_As tarefas:_
• a. Cite da entrevista, sem mudar nada, a parte que começa nas palavras com "E qual estado" e termina em "e na Síria.".
• b. Segundo a entrevista, em que ano Roosevelt fez o discurso das "Quatro Liberdades"?
• c. Escreva o que vem depois da última frase da entrevista, seguindo a conversa.

E se ainda acrescentarmos a questão da espionagem universal, denunciada pela presidente brasileira Dilma Rousseff, podemos concluir que são os Estados Unidos o pior inimigo da democracia nas Relações Internacionais.
Cito o presidente norte-americano Franklin Delano Roosevelt [também conhecido pelas iniciais FDR] quando, durante a II Guerra Mundial, pronunciou o célebre discurso das “Quatro Liberdades” (o 4 Freedoms), em 1941. Nesse contexto, FDR diz não somente sobre as liberdades liberais clássicas, de expressão e crença, mas de viver sem penúria e medo.
Considerando isso, qual país que pretende apagar liberdades, mesmo em nível internacional, através do consenso de Washington e pelas organizações controladas ou hegemonizadas pelos EUA, como o Banco Mundial e o FMI? Esfacelando o [estado] de bem-estar social, ou seja, a liberdade de viver sem penúria?
Sobre a liberdade de viver sem medo, FDR se dirigia à Alemanha nazista – e com toda razão, porque ela representava a todo o mundo e principalmente aos vizinhos uma ameaça constante de agressão, dificultando a vida com liberdades democráticas dentro de um contexto de militarização.
E qual estado hoje faz baixar a ameaça de agressão? Quem tem bases militares em todo o mundo? Quem reivindica o direito de intervir nos outros? Mesmo com as liberdades teorizadas pelo presidente dos EUA, podemos dizer que hoje o pior inimigo delas são exatamente os Estados Unidos da América.
OM: A América Latina conseguiu desenvolver, com os governos de esquerda dos últimos anos, uma resposta satisfatória e sustentável à corrente neoliberal nascida através do consenso de Washington? E os governos de esquerda que optaram pelo caminho da reforma sem ruptura, eles podem ser comparados à social-democracia europeia?
DL: É um erro, sob o plano político e filosófico, comparar os movimentos de esquerda na América Latina com a social-democracia europeia. Na política externa, por exemplo, eles se colocaram em posição contrária às políticas de guerra dos EUA, como na Líbia e na Síria.

_Dados fornecidos:_

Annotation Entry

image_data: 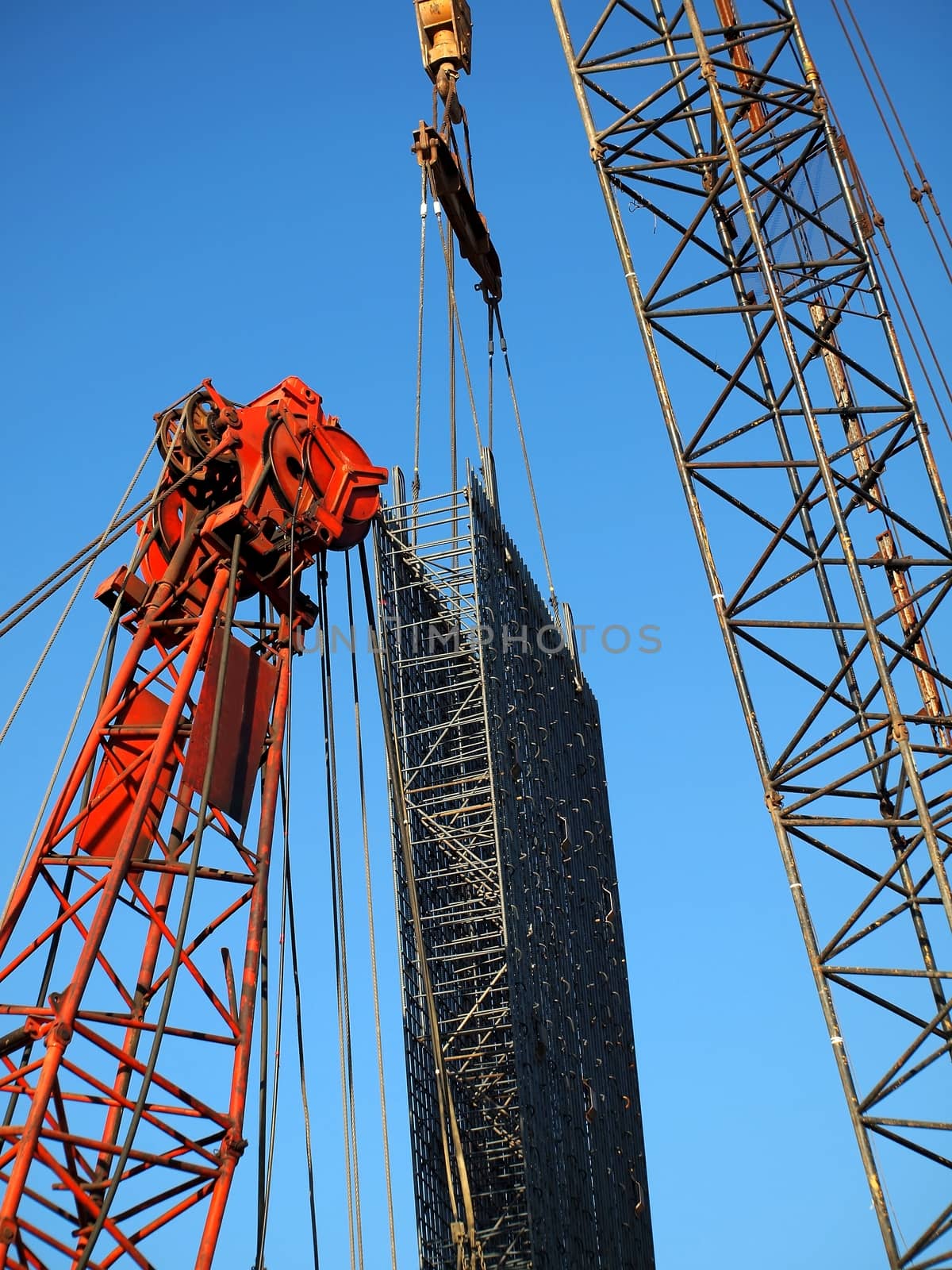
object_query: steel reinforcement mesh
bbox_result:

_Respostas por tarefa:_
• a.
E qual estado hoje faz baixar a ameaça de agressão? Quem tem bases militares em todo o mundo? Quem reivindica o direito de intervir nos outros? Mesmo com as liberdades teorizadas pelo presidente dos EUA, podemos dizer que hoje o pior inimigo delas são exatamente os Estados Unidos da América.
OM: A América Latina conseguiu desenvolver, com os governos de esquerda dos últimos anos, uma resposta satisfatória e sustentável à corrente neoliberal nascida através do consenso de Washington? E os governos de esquerda que optaram pelo caminho da reforma sem ruptura, eles podem ser comparados à social-democracia europeia?
DL: É um erro, sob o plano político e filosófico, comparar os movimentos de esquerda na América Latina com a social-democracia europeia. Na política externa, por exemplo, eles se colocaram em posição contrária às políticas de guerra dos EUA, como na Líbia e na Síria.

• b. Em 1941.

• c.
Todos podem ver que o “socialista” François Hollande [presidente da França] é um dos maiores campeões da guerra. Seria falso comparar essas duas realidades. Na Europa, os autoproclamados partidos socialistas fazem parte de uma esquerda que defino pessoalmente como “esquerda imperial”, uma esquerda bem entre aspas. Não temos esse fenômeno da esquerda imperial na América Latina. Enquanto países como a França são governados por esses dirigentes que se dizem “socialistas”, estes desenvolvem um programa explicitamente colonial.
De outro lado, vemos a América Latina sob a direção de novos partidos, alguns mais, outros menos à esquerda, que continuam a luta contra a Doutrina Monroe. A Revolução Cubana foi a primeira a questioná-la. Hoje vemos que muitos a contestam, ela não tem mais o prestígio de outrora.
Muito dessa luta contra a Doutrina Monroe, contra o imperialismo e o perigo de intervenção colonial fez com que os latino-americanos compreendessem a necessidade de transformar a economia. Na luta para salvaguardar a independência econômica, muitos passaram a contestar o consenso de Washington.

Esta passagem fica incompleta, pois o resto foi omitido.